> Texto de estudio
========
Para Trump la geopolítica es un permanente postureo en la arena mediática donde el César sentencia y toda relación se reduce al "aquí te pillo, aquí te mato", sin futuro ni pasado. Sustentada en paradójico relato de hegemón victimista, cuando no abiertamente en beneficiar a un compadre (Brasil y la justificación Bolsonaro viene a mientes). Haciendo alarde de imprevisibilidad. Dando rienda suelta a su fijación por crear un paisaje fabril inviable, escenificando mañanas quiméricas de manufactura pesada resucitada por decreto. Corea del Sur entiende y plantea en consecuencia fórmulas tan vistosas como ya te veré. En este arranque de era post-americana y frente a un emperador de trueques arcaicos y retrotraído a un sueño nostálgico, cada cual busca caminos pragmáticos.
Así, el impacto de esta práctica de pulgar trasciende la coyuntura. Significa que los valores compartidos -la idea de una familia de democracias, de lazos basados en principios- han dejado de cimentar, junto al interés que siempre ha estado presente, la proyección exterior estadounidense. Domina una lógica transaccional; la lealtad se manifiesta en asumir sin rechistar cualquier imposición. Y abre una vía triunfal para quienes codician cambiar la arquitectura multilateral, destacando China con su determinación de reforma de las instituciones en clave de liderazgo propio, o Rusia, que mantiene una agenda abiertamente deletérea.
La derivada es clara y trascendente. Mientras Putin torpedea el sistema y Xi ambiciona hacerlo suyo, el desconcierto que genera Washington resulta el mejor promotor de ambos. En este sentido, los vaivenes de Trump debilitan vínculos que parecían indestructibles y legitiman la argumentación del orden occidental incapaz de renovarse.
========
Datos de localización espacial
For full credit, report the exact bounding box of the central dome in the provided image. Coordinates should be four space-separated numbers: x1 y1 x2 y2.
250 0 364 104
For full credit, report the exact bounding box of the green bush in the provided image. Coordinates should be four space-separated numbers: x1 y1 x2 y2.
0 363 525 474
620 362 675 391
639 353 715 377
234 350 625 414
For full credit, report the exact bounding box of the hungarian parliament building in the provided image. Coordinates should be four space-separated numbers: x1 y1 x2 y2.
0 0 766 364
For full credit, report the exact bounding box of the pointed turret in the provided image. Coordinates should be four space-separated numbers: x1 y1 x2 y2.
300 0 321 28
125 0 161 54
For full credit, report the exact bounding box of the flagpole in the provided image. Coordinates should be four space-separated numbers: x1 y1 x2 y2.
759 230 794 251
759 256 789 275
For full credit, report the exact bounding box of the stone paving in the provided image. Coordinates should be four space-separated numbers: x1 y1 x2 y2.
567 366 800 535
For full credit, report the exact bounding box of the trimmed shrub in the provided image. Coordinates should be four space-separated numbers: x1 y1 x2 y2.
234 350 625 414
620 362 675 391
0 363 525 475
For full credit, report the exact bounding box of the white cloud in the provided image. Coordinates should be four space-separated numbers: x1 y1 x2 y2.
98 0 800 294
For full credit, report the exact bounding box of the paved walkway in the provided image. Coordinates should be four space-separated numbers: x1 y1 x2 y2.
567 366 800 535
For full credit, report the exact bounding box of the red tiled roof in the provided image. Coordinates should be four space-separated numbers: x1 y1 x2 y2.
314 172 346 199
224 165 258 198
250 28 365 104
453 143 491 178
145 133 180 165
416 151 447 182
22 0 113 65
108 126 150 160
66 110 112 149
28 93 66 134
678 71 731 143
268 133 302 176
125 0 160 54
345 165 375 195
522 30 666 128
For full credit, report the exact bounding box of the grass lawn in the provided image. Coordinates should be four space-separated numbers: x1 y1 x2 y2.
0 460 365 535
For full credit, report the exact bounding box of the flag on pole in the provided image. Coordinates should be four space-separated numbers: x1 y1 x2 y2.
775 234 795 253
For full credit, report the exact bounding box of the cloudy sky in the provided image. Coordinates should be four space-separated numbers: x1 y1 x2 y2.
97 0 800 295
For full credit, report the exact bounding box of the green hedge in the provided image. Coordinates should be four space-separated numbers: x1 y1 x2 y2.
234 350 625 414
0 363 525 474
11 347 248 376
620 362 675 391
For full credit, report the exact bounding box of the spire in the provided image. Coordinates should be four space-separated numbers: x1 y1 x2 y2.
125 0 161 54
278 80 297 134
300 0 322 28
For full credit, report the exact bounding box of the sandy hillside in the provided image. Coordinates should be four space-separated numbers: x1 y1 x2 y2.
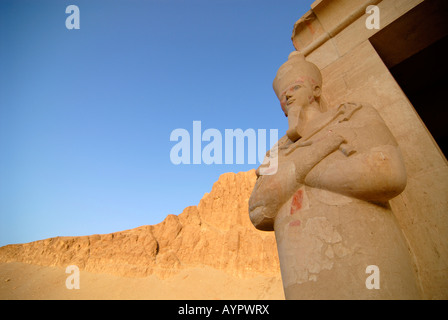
0 170 284 299
0 262 284 300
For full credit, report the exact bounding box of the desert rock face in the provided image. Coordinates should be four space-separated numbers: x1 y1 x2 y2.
0 170 280 278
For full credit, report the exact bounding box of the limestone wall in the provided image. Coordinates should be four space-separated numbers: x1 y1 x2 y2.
292 0 448 299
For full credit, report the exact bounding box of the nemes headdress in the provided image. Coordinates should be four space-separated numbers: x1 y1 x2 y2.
272 51 322 100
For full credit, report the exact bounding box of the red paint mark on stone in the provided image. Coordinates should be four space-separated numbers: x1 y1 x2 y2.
289 220 300 227
290 190 303 214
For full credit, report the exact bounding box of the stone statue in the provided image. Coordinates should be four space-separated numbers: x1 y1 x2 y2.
249 51 420 299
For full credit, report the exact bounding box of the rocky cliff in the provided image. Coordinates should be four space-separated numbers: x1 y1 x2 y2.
0 170 280 278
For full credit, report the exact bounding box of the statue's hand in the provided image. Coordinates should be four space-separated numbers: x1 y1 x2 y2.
290 129 346 183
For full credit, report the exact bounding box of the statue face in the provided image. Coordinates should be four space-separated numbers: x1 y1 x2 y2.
281 78 321 141
284 80 315 110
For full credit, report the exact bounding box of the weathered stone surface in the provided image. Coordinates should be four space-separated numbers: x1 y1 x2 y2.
0 170 280 278
249 51 421 299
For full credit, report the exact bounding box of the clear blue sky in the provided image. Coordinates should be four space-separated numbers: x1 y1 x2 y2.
0 0 313 246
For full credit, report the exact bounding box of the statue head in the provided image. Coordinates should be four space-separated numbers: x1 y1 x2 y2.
273 51 326 141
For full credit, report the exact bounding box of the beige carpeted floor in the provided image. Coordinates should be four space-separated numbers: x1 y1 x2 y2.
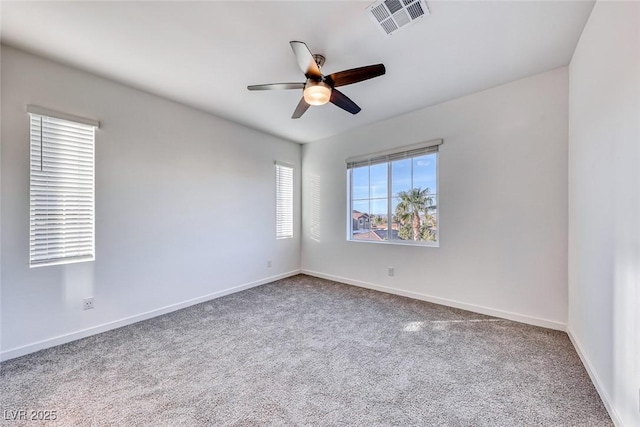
0 275 611 427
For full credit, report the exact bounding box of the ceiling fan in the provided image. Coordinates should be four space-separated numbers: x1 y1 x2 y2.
247 41 385 119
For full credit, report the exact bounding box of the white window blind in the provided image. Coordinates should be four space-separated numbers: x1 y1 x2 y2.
276 162 293 239
27 107 97 267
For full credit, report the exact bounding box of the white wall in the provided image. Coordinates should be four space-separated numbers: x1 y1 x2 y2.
302 68 568 329
568 2 640 426
0 46 301 358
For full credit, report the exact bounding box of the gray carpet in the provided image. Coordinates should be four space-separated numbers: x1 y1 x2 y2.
0 275 612 427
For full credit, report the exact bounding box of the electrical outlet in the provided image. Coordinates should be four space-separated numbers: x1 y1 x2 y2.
82 297 93 310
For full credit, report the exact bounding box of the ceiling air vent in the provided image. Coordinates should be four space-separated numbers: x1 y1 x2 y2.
367 0 429 36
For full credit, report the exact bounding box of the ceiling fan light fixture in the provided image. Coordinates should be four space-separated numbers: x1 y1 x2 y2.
303 80 331 105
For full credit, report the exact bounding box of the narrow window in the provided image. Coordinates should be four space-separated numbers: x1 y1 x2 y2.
27 106 98 267
347 140 442 246
276 162 293 239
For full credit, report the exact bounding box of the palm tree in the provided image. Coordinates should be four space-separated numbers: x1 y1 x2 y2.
395 187 433 240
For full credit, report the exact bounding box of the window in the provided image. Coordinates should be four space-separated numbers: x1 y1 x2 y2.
27 106 98 267
276 162 293 239
347 140 442 246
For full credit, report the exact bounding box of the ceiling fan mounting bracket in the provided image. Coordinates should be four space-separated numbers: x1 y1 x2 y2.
313 54 326 68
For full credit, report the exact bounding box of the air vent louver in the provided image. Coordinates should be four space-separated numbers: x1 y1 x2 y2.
367 0 429 35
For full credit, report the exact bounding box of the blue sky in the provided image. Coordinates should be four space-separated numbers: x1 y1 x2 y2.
351 153 437 215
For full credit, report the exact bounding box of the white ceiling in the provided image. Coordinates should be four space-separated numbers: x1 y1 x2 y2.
0 0 593 143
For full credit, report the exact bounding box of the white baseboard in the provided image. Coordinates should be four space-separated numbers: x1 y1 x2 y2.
0 270 301 361
302 269 567 332
567 326 624 427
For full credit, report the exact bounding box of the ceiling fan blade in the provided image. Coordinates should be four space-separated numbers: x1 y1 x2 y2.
327 64 386 87
291 97 309 119
329 89 361 114
289 41 322 80
247 83 304 90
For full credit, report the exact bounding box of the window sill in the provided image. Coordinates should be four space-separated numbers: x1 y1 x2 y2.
347 239 440 248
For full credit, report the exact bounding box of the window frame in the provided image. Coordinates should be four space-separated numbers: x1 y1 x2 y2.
274 161 295 240
27 105 100 268
345 139 444 247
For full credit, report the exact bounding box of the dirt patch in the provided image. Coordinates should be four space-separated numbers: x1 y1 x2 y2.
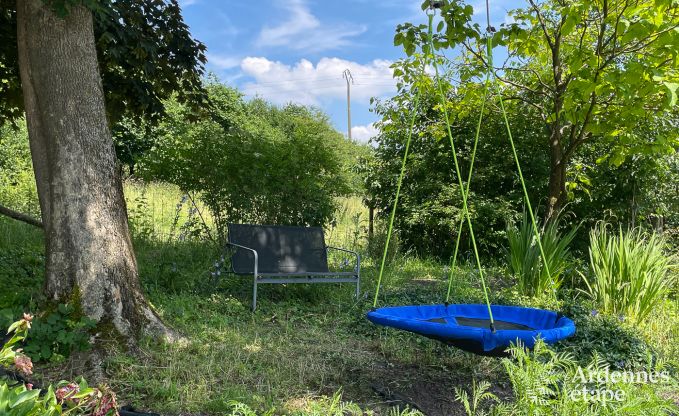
362 363 511 416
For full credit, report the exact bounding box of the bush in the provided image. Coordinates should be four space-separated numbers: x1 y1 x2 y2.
507 211 577 298
360 80 549 259
0 314 118 416
140 83 355 237
582 222 676 322
492 342 679 416
24 304 96 362
554 305 656 370
0 121 40 217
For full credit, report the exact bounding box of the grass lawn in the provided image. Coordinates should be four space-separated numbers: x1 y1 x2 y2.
0 184 679 415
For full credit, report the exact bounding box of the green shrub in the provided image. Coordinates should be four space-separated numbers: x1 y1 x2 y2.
492 341 679 416
0 314 118 416
507 211 577 298
139 83 357 237
0 120 40 217
582 222 676 322
24 304 96 362
554 304 657 370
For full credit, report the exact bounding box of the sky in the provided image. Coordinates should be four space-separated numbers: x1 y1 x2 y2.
179 0 516 142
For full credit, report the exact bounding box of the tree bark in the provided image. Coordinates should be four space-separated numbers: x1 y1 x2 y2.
16 0 174 341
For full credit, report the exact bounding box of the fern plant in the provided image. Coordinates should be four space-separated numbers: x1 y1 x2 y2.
491 340 679 416
455 379 499 416
507 212 577 297
582 222 677 322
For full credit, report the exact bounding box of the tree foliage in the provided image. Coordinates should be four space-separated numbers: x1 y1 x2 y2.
395 0 679 221
141 82 353 236
0 0 206 127
365 74 547 258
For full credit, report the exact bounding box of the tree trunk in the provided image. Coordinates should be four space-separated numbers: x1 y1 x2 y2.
545 126 566 223
17 0 174 341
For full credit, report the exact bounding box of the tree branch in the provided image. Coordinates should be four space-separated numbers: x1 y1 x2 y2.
0 205 43 228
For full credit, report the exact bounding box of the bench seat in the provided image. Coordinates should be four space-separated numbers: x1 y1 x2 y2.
227 224 361 311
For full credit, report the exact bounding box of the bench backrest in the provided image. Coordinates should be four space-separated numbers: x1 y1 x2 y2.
228 224 328 274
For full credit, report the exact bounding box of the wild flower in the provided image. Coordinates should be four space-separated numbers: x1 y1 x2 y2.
54 383 80 403
14 354 33 376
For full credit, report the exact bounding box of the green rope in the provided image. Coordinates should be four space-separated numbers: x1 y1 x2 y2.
373 73 420 308
446 83 490 303
498 80 556 291
428 14 495 331
486 31 556 290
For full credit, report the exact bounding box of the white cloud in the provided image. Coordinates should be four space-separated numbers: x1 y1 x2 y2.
207 53 242 69
179 0 200 8
255 0 367 52
351 123 379 143
241 57 396 105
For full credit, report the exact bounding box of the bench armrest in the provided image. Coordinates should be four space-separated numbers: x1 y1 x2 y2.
226 242 259 277
325 246 361 273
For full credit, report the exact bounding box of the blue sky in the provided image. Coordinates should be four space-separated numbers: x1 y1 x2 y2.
180 0 511 141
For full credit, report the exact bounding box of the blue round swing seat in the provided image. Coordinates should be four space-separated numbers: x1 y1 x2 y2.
367 304 575 357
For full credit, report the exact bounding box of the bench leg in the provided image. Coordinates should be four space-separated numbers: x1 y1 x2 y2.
252 275 257 312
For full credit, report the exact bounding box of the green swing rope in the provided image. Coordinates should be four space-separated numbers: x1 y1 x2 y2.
486 0 556 291
446 75 490 303
373 69 421 308
428 13 495 326
373 0 552 318
446 0 552 302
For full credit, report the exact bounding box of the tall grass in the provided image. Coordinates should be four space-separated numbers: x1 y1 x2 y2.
507 212 577 297
582 222 677 322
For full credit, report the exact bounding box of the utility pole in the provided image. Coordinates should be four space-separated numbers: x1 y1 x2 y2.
342 68 354 140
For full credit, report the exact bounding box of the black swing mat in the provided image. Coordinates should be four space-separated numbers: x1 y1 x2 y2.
427 316 534 331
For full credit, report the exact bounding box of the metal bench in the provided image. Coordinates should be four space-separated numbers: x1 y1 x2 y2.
227 224 361 311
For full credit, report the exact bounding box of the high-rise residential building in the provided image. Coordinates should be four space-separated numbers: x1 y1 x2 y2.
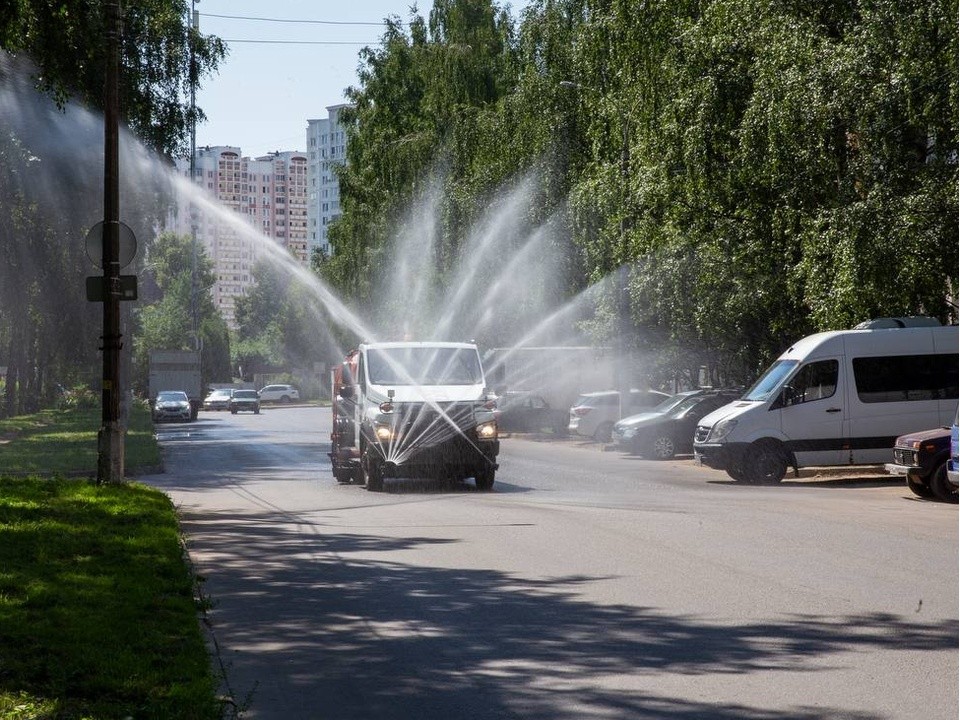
307 105 350 255
173 146 309 328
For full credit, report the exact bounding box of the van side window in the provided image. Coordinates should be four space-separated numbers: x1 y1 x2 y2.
853 353 958 403
783 360 840 405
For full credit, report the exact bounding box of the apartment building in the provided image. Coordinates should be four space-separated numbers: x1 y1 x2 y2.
171 146 309 328
307 104 350 255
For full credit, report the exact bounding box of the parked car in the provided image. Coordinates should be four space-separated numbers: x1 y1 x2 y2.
947 412 960 490
203 388 233 410
494 390 567 435
260 385 300 403
613 390 740 460
884 428 957 503
229 390 260 415
567 389 670 442
151 390 192 422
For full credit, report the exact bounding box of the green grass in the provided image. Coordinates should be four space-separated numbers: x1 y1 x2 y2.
0 403 160 475
0 411 220 720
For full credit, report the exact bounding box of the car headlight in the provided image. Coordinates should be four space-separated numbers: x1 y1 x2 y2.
477 420 497 440
708 419 737 442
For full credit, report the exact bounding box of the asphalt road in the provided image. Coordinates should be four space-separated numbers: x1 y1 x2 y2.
143 407 958 720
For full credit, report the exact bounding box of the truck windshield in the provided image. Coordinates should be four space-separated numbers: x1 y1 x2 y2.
743 360 797 402
367 346 483 385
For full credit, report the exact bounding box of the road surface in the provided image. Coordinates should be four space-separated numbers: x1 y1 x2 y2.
144 407 958 720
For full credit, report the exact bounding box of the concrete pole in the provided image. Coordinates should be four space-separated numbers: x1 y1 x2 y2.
97 0 124 483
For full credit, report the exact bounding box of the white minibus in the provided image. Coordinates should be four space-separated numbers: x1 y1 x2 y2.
694 321 958 483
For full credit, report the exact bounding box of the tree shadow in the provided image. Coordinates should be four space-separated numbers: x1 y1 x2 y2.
174 512 958 720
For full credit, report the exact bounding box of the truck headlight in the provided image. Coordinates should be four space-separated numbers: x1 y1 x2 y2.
477 420 497 440
709 419 737 442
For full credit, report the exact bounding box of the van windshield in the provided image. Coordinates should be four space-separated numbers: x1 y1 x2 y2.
743 360 798 402
367 346 483 385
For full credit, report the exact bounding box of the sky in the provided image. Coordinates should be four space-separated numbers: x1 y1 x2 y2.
195 0 526 157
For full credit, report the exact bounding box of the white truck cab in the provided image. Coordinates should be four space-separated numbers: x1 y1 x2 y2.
330 342 500 490
694 323 958 483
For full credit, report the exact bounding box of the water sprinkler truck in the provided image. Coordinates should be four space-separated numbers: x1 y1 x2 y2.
330 342 500 492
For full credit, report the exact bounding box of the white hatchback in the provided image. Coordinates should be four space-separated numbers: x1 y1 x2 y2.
260 385 300 403
567 389 670 442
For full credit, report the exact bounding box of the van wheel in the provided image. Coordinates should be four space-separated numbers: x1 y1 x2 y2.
929 461 957 503
907 473 936 498
646 435 677 460
746 445 787 485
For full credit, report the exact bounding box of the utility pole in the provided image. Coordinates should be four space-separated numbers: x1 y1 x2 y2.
97 0 124 483
187 0 200 352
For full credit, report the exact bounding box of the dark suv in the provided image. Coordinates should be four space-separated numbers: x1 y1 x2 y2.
228 390 260 415
884 428 957 503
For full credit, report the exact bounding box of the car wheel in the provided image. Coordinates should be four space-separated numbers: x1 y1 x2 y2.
929 461 957 503
473 467 497 492
726 463 747 482
646 435 676 460
907 467 932 498
746 445 787 485
593 422 613 442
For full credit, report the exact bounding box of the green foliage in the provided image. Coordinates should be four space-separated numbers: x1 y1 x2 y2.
0 0 225 417
0 477 219 720
0 0 226 156
232 262 342 384
133 233 232 395
0 404 160 475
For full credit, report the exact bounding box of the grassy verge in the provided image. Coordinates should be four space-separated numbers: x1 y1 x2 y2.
0 403 160 475
0 411 220 720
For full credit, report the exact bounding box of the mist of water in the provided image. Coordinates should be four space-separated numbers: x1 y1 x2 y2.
0 50 632 460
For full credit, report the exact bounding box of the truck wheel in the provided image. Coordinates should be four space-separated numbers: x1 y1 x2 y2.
746 444 787 485
727 463 747 482
360 452 383 492
473 468 497 491
641 435 677 460
907 473 936 498
928 460 957 503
========
> Actividad
Redacta una continuación del texto sobre la geopolítica de Trump, empezando justo después de su última oración. Los datos constituyen un material independiente del texto.

> Respuesta
A todo ello se suma una manifestación interna repetida y especialmente preocupante: la utilización de la Presidencia en vendettas privadas. El FBI registró estos días la residencia y el despacho de John Bolton, autor de un memorial acerbo (The Room Where It Happened) de su periodo como asesor de Seguridad Nacional del primer Trump, en un movimiento que muchos interpretan como represalia. Y esta semana, mientras la administración incrementaba las presiones que viene ejerciendo sobre Jerome Powell, cabeza de la Fed (el banco central americano), la Casa Blanca cruzaba sin ambages los límites de la independencia institucional, anunciando la destitución de Lisa Cook, miembro de la Junta de Gobernadores del organismo. Culminando el uso -hasta la fecha-, cesó a Susan Monarez, directora de los Centros para el Control y la Prevención de Enfermedades (CDC). Previamente, los despidos de la responsable de la Oficina de Estadísticas Laborales, altos cargos militares y del FBI evidenciaron un patrón: se descarta a quienes no se pliegan a la arbitrariedad cesariana, arrollando contrapesos estructurales -desde los reguladores financieros a los departamentos técnicos- en detrimento del Estado de Derecho.
El pulgar de Trump no sólo decide la suerte de aranceles o fintas diplomáticas. Se convierte en símbolo de la mutación que vivimos: el paso de un mundo moldeado por la previsibilidad americana a uno definido por la confrontación, la prevalencia del poder desnudo sin cortapisa de normas, la consolidación de áreas de influencia intrínsecamente inestables. Y ahí radica la ironía: Trump se entretiene en la arena, obsesionado con alcanzar el premio Nobel de la Paz, con cuentas viejas y nostalgias industriales, en tanto que otros -China en particular- se afanan en diseñar el nuevo orden global.